Exercise - Which magazines are named in the passage below about Jack's love of words as ones he subscribed to? List all of them.

Passage for review -
*****
51: Runaway Words

51: Runaway Words

From Chicken Soup for the Soul: Living with Alzheimer's & Other Dementias

Runaway Words

Language is the blood of the soul into which thoughts run and out of which they grow.

~Oliver Wendell Holmes

My husband Jack was a man of few words, which is a funny thing to say about someone who adored them. Quiet and introspective, he loved everything about words — quirky spellings, pronunciation and, of course, their meanings and origins. The man was not a bookworm but a book python, devouring the printed word in all forms, digesting every vocabulary word that came his way. He read two newspapers every day, did The New York Times crossword puzzles, and subscribed to countless magazines, including The New Yorker, Harper’s, The Atlantic, and The Smithsonian

Jack was also a bit of a word snob, and liked to throw them around from time to time in our blue-collar city. He often introduced me to people by saying, “Rose is a peach and that’s a conundrum!”

Later, when our daughter came along, he referred to us both as his “Peachy girls!” Once, we got into a crowded elevator in a city hospital. An uncomfortable silence had fallen over the shoulder-to-shoulder group, when Jack announced loudly, “I did not like that doctor. He was too effusive!”

From the back of the crowd, a man said, “What a great word!” They laughed together and shared a hearty handshake as though they were members of some secret lexical brotherhood.
*****
Record extracts -
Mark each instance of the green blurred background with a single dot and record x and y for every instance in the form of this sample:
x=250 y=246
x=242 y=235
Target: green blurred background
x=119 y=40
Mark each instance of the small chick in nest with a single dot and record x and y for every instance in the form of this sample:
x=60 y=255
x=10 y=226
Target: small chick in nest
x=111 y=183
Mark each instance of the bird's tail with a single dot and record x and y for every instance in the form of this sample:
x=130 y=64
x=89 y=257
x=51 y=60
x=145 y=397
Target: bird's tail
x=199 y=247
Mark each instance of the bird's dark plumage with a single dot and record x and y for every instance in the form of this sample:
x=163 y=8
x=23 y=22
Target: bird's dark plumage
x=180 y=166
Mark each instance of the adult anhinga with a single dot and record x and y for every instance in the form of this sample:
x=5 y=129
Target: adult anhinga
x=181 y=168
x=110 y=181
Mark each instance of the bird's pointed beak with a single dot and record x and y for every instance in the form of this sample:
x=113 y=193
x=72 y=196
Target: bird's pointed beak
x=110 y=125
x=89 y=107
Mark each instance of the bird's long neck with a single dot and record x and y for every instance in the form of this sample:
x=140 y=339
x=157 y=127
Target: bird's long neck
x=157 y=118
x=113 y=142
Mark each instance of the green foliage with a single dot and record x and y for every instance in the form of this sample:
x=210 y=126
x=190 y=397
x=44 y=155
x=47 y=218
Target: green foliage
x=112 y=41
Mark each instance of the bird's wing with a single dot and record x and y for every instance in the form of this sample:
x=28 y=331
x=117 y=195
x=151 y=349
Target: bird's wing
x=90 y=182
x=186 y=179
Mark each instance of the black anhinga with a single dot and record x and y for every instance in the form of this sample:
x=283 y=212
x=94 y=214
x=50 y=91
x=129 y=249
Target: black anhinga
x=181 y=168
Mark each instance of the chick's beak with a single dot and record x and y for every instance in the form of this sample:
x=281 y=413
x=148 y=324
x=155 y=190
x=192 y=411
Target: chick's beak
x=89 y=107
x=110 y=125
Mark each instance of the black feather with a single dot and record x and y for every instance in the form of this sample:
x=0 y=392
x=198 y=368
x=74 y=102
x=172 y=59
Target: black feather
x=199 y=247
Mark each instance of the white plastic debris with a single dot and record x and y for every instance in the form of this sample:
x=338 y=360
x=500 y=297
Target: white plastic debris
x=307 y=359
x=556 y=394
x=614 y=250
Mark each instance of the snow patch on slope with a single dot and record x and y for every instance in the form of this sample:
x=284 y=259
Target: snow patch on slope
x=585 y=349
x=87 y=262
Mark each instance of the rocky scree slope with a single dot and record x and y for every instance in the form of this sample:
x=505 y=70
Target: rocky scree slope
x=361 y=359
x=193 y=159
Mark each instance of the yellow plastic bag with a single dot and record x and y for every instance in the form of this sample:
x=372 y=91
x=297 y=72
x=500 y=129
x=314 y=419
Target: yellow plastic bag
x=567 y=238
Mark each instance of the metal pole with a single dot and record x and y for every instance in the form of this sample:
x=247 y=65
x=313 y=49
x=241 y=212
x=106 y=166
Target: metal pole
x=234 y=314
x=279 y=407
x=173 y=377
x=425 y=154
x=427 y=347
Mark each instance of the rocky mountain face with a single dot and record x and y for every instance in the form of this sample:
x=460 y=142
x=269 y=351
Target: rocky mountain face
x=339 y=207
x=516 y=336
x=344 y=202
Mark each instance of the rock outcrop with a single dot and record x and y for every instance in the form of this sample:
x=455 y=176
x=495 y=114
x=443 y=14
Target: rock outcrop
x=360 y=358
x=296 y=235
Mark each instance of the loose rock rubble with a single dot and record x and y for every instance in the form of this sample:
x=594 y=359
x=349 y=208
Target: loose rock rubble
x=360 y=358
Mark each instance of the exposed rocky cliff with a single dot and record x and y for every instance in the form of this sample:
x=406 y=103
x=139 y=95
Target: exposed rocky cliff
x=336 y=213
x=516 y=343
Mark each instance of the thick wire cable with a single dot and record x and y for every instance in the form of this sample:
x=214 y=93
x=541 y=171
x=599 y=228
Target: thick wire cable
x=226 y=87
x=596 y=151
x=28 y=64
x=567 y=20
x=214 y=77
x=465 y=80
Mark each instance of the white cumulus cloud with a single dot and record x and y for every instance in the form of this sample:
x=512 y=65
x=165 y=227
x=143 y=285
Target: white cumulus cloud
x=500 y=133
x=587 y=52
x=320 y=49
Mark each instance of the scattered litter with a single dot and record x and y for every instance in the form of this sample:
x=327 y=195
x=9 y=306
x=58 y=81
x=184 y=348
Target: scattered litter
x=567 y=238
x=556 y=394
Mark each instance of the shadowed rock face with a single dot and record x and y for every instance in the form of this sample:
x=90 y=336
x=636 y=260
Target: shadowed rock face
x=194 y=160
*****
Solved exercise - The New Yorker, Harper's, The Atlantic, The Smithsonian